**PROVIDED INFORMATION**
*****

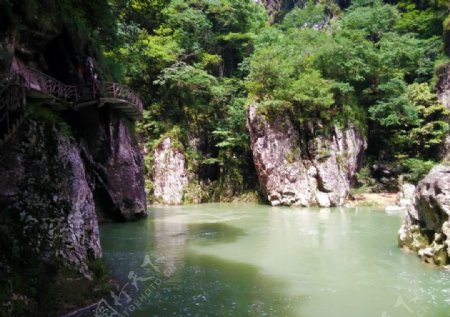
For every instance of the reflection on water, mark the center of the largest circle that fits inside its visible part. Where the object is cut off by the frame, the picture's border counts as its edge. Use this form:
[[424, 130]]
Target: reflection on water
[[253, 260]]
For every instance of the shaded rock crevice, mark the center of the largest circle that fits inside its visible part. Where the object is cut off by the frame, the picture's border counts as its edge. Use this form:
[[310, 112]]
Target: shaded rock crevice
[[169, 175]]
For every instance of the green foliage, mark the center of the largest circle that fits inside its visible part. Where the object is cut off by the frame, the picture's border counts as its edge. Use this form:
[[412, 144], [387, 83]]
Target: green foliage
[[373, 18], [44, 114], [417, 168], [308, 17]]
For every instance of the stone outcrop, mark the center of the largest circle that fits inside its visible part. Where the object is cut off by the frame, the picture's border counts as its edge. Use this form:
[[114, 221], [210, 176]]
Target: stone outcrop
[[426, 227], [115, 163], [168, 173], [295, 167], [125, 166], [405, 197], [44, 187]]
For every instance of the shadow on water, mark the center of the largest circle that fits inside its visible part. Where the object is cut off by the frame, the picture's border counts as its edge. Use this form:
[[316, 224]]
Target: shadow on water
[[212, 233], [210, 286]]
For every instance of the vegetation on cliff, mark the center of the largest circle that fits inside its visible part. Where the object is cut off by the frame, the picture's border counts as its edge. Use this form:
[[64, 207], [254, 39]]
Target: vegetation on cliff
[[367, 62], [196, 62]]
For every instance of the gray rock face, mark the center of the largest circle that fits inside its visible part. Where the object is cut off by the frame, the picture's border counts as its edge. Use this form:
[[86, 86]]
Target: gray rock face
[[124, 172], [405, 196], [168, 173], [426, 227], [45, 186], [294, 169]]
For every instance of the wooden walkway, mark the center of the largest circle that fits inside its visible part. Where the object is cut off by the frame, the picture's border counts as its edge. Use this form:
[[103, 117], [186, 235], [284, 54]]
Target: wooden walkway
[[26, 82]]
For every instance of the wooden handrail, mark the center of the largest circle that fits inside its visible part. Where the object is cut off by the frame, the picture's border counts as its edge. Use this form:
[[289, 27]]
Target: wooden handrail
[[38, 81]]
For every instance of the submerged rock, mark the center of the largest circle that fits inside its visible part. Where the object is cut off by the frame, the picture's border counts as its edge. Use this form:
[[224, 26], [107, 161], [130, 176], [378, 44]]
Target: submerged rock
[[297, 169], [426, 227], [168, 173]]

*****

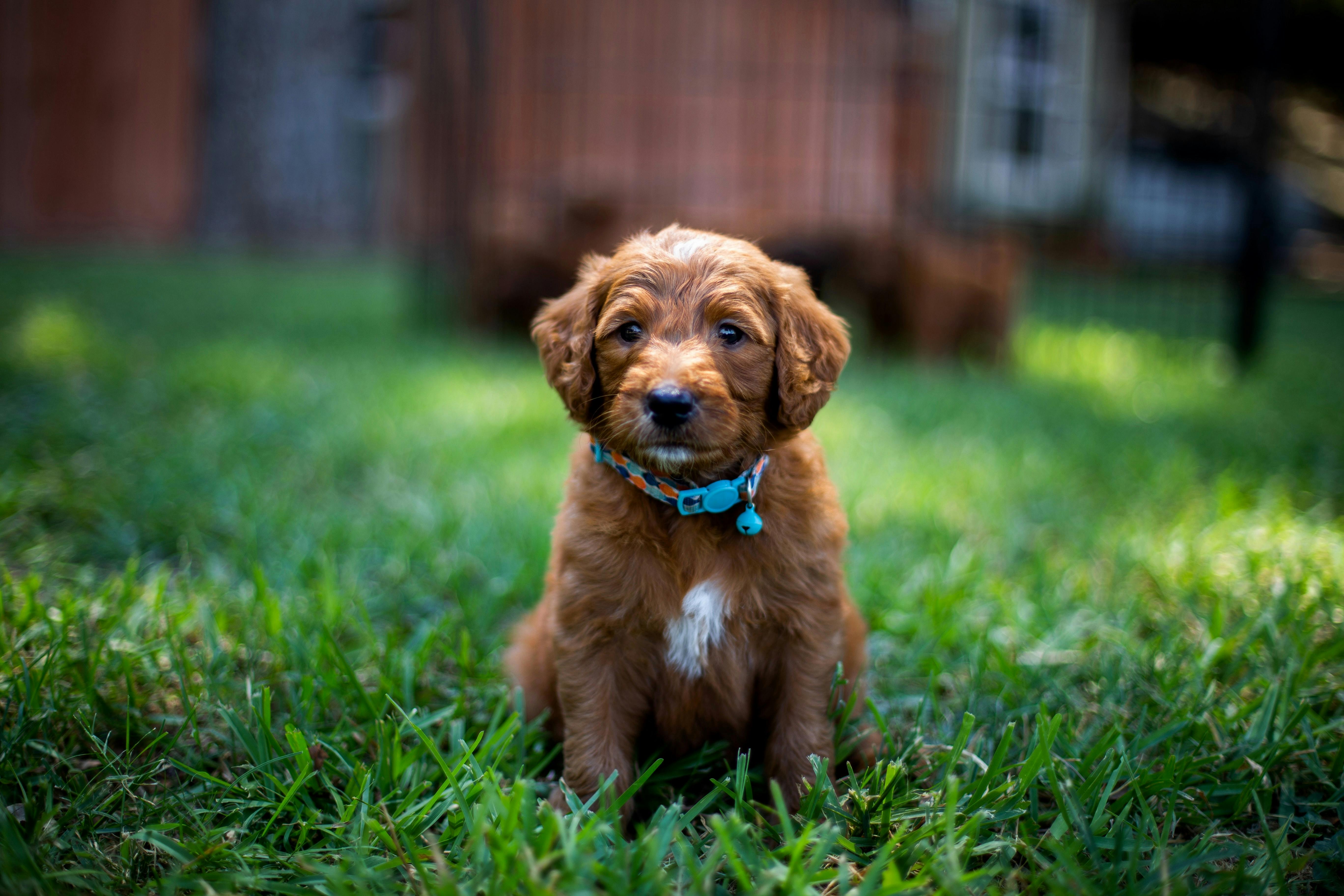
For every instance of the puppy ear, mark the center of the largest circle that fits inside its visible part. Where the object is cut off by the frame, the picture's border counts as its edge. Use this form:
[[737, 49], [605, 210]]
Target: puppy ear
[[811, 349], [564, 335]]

*****

**WHAT TO WORK ON**
Would you print exactly and only the lines of the material above that run from the line with "For every instance of the reflection" through the line with "[[424, 130]]", both included?

**FINAL ANSWER**
For every instance of the reflection on water, mark the center of the largest circle that fits inside its visible part. Where the object is cut off by the frame, the picture's border counts as its edge. Use this form:
[[424, 130]]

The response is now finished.